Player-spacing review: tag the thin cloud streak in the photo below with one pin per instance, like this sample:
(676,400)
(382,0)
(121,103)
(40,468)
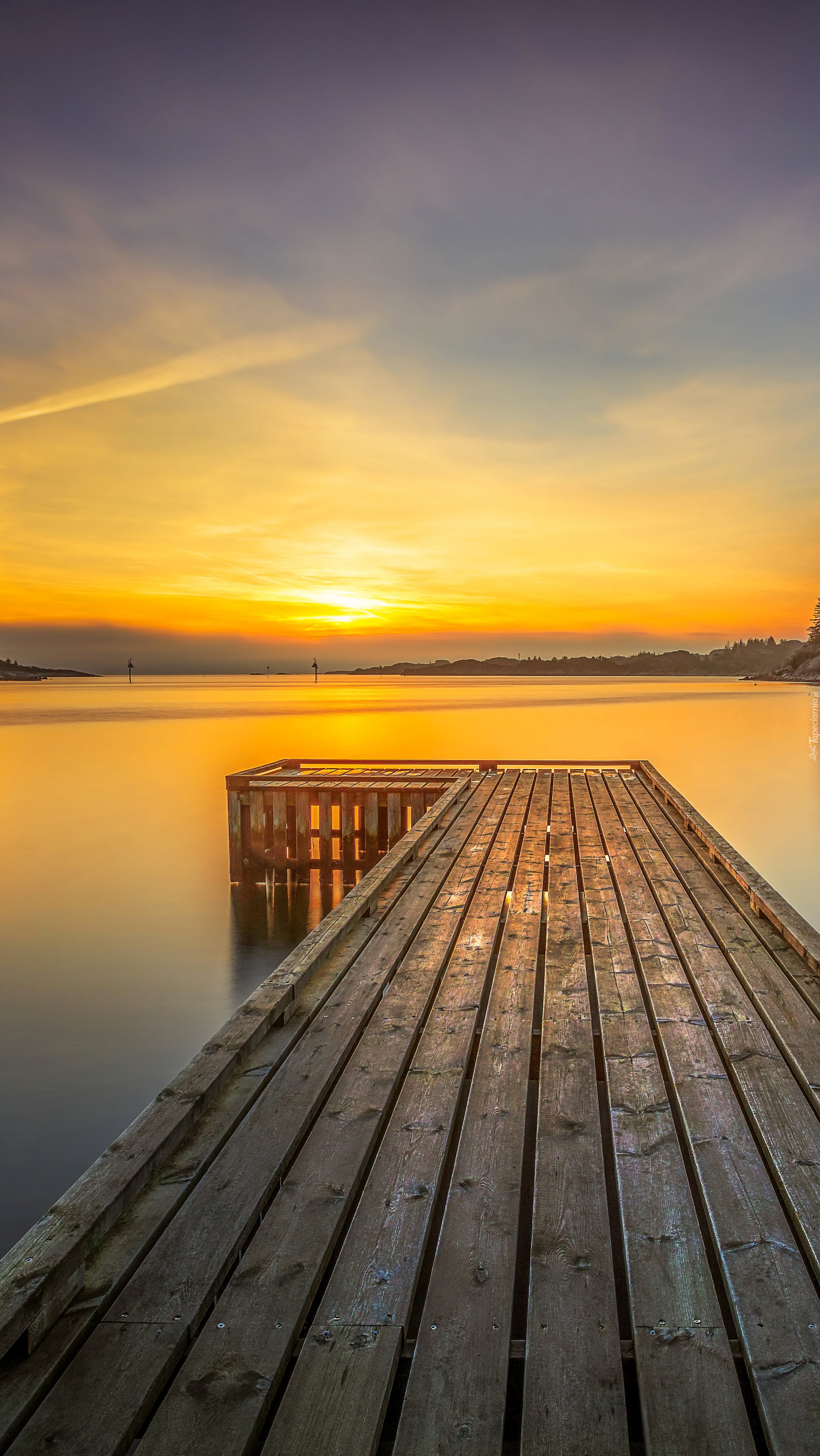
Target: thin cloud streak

-=-=-

PROBLEM STATEMENT: Write the entries out again exactly as they appear, with the pictures omitted.

TASK SOLUTION:
Player-spacing review: tag the thin cloud streak in the photo below with one pin per instance, like this sample:
(676,400)
(382,0)
(121,103)
(40,468)
Target: thin cloud streak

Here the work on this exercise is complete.